EXCERPT:

Hi, thanks for looking at this. Some comments inline:
On 21/11/06, Yang ZHONG <[EMAIL PROTECTED]> wrote:
There's a way of using std::string in Tuscany which might allocate/release
heap and copy memoery too frequently.
Could you please verify that's the case and brainstorm an optimization?
std::string is just an example, using object vs. using &/* is the more
generic topic.
This's the code snippet:
typedef std::string SDOString;
SDOString DataFactoryImpl::getFullTypeName(const SDOString& uri, const
SDOString& inTypeName) const
{
return uri + "#" + inTypeName;
}
void DataFactoryImpl::addType(const char* pccUri, const char*
pccTypeName,...)
{
SDOString fullTypeName = getFullTypeName(pccUri, pccTypeName);
...
}
1. getFullTypeName(pccUri,pccTypeName) call will allocate stack for
std::string instance uri and inTypeName.
Since a URI is likely longer than 16(see std::string implementation), a
heap(5-1) piece will be allocated.
pccUri and pccTypeName will be copied into uri(7-1) and inTypeName(7-2)
respectively
2. uri+"#" will allocate stack and *heap*(5-2) for a new std::string
instance, and uri will be copied(7-3)
3. ...+inTypeName will allocate stack and *heap*(5-3) for another new
std::string instance, and above(2.) std::string(7-4) and inTypeName(7-5)
will be copied
4. getFullTypeName return will allocate stack and *heap*(5-4) for yet
another new std::string instance, and return value will be copied(7-6)
5. The assignment to local variable fullTypeName, will allocate stack and
*heap*(5-5) for one more new std::string instance, and value will be
copied(7-7)
Could you please verify that's the case?
Possibly! It all depends on the compiler and the std:string implementation.
The return value from getFullTypeName and it's allocation to the local
variable may not allocate heap for the actual string buffer. I believe the
std::string implementation can reference count the underlying string buffer
so it is not always allocating/deallocating.
If true, it's too frequent that simple 2 lines of code allocate/release
heap
*five* times and copy memory *seven* times.
Could you please brainstorm an optimization?
This might be a start:
SDOString& DataFactoryImpl::getFullTypeName(SDOString& stringBuffer,
const char* inTypeName) const
{
stringBuffer += "#";
return stringBuffer += inTypeName;
}
void DataFactoryImpl::addType(const char* pccUri, const char*
pccTypeName,...)
{
SDOString fullTypeName = pccUri;
getFullTypeName(fullTypeName, pccTypeName);
...
}
It allocates/releases heap 4 times less and copys memory 5 times less.
In general, we may want to consider & and * while using an object.
A huge difference for Java developer to notice when programming C++ is,
Java
Object variable is by reference(&/* in C++) while C++ object is by
*value*.
Passing in an "INOUT" parameter to hold the return string will improve
efficiency. This particular case has addType taking char* as parameters.
This will be changed so the input parameters are const std::string& as we
are trying to get away from using the potentially unsafe char*.
So...

EXERCISE TASK A: In the std::string thread, why does the reply say addType's parameters will change from char* to const std::string&? Answer in one to three sentences.
EXERCISE TASK B: Repeat word for word the part of the std::string thread that opens with the words containing "respectively" and closes with "will be copied(7-6)".
The records are separate material and have no connection to the std::string thread.

SUPPLIED MATERIAL:

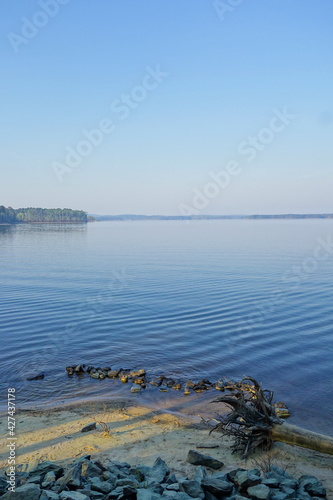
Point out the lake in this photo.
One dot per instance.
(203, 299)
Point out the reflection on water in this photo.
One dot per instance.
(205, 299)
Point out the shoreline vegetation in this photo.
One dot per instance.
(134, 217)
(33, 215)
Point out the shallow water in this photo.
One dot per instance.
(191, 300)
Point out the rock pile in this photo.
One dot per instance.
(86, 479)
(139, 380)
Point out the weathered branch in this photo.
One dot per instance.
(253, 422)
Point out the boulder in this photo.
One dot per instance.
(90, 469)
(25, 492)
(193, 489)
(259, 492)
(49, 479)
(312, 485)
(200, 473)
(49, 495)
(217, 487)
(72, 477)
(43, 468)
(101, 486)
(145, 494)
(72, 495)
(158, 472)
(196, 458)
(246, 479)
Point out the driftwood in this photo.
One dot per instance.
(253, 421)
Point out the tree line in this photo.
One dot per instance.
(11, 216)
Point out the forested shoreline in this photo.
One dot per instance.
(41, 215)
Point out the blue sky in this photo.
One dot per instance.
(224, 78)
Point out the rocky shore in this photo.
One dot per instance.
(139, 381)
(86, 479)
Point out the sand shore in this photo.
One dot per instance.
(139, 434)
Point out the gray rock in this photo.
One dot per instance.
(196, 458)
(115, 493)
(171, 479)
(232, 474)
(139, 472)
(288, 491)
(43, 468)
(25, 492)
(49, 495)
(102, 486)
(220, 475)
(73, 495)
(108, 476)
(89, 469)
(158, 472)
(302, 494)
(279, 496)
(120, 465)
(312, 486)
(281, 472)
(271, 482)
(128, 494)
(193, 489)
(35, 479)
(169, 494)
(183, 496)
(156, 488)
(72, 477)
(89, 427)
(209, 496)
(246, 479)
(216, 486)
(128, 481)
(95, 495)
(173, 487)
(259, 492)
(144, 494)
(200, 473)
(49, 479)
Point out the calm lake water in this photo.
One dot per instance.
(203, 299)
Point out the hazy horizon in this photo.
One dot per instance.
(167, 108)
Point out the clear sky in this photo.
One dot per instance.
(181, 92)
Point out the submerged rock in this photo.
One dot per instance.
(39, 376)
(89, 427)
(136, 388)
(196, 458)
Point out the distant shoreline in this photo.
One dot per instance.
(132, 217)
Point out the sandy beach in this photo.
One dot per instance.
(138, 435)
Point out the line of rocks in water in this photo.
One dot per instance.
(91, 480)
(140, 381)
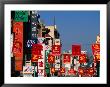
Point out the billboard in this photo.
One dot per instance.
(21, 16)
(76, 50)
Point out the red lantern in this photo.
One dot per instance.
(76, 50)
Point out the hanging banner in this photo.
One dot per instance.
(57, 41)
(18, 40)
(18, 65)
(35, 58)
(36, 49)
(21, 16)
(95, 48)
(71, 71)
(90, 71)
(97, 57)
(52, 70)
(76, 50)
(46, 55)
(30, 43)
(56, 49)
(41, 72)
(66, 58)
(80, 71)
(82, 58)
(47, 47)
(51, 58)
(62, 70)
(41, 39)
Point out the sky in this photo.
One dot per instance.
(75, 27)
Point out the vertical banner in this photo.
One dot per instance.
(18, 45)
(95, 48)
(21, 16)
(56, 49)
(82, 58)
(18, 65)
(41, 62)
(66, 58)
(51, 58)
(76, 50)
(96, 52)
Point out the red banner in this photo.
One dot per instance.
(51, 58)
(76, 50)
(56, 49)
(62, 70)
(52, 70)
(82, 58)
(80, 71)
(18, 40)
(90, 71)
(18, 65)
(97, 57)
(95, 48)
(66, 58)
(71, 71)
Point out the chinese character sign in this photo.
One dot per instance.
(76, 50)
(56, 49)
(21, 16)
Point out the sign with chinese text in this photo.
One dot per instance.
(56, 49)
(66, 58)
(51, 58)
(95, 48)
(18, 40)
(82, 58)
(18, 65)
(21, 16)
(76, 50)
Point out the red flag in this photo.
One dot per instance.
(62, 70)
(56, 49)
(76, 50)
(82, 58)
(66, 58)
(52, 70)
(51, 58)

---

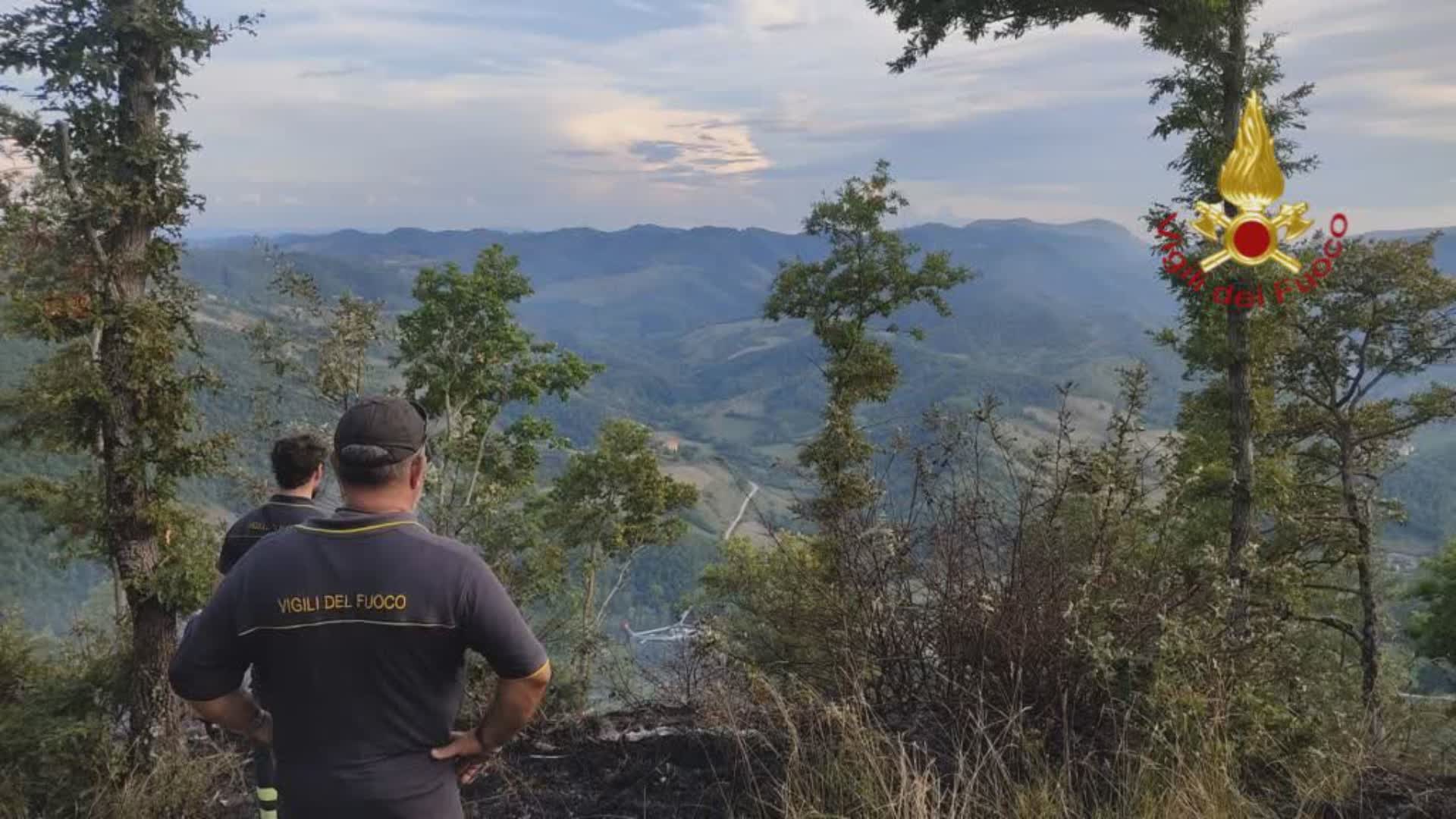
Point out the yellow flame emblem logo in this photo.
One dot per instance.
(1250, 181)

FULL OUTPUT A: The parameters will change because the developers are trying to get away from using char*, which is potentially unsafe.

FULL OUTPUT B:
respectively
2. uri+"#" will allocate stack and *heap*(5-2) for a new std::string
instance, and uri will be copied(7-3)
3. ...+inTypeName will allocate stack and *heap*(5-3) for another new
std::string instance, and above(2.) std::string(7-4) and inTypeName(7-5)
will be copied
4. getFullTypeName return will allocate stack and *heap*(5-4) for yet
another new std::string instance, and return value will be copied(7-6)